Do this →
Find every line in the material below that contains the string "instance", and copy each of those lines.

Data entries →

# # #

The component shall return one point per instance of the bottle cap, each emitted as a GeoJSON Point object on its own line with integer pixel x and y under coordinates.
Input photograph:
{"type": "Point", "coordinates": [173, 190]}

# # #

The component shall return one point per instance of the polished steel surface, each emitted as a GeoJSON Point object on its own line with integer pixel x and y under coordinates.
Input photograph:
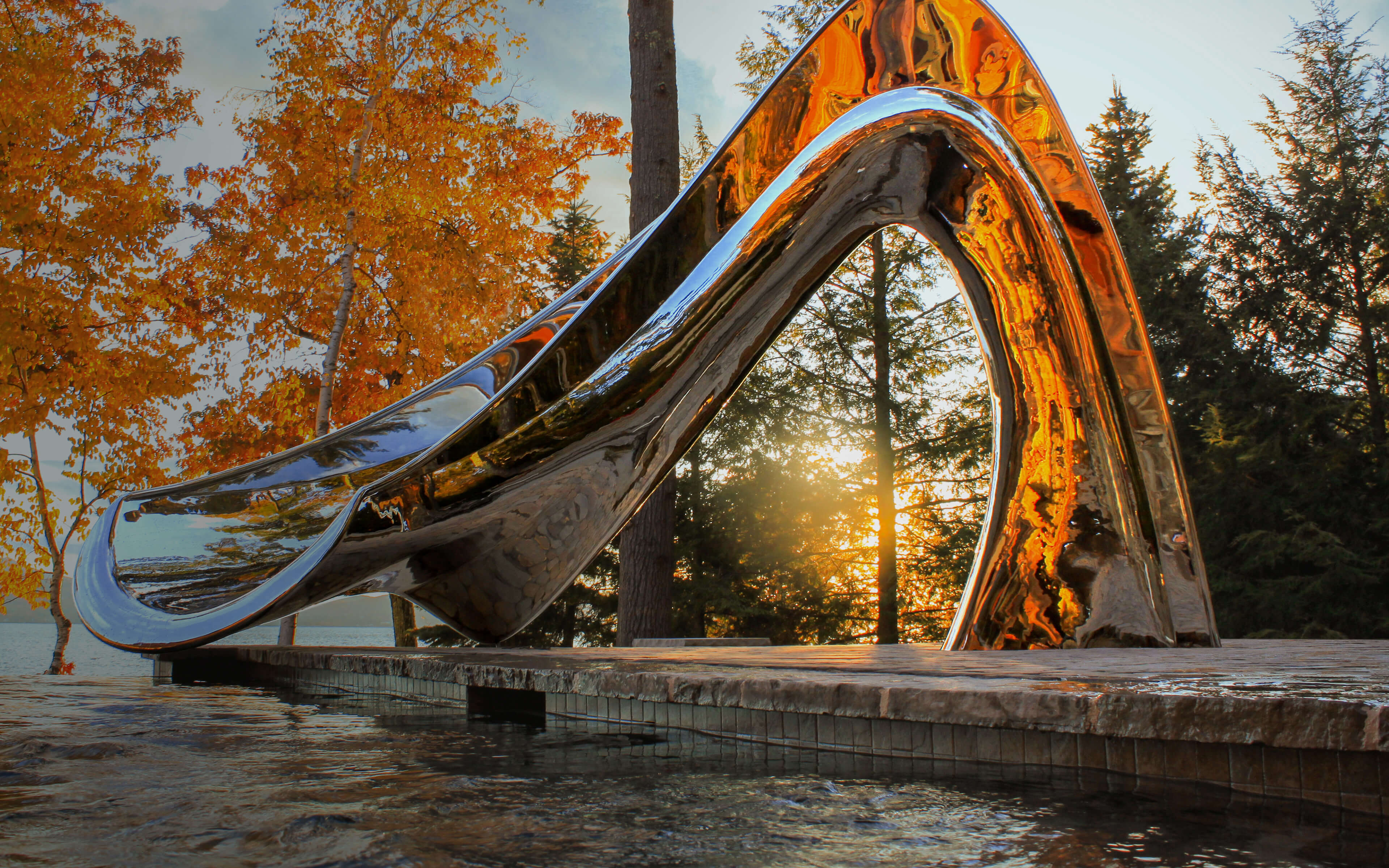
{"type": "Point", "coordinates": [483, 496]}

# # #

Problem solution →
The component shall return one point per instance of the bottle cap, each emitted as a GeoJSON Point object on its own line with integer pixel x and y under coordinates.
The component shall return one point per instance of the polished steel surface, each emitted as a GeoJSON Point object on its own line with integer pixel x and y under coordinates.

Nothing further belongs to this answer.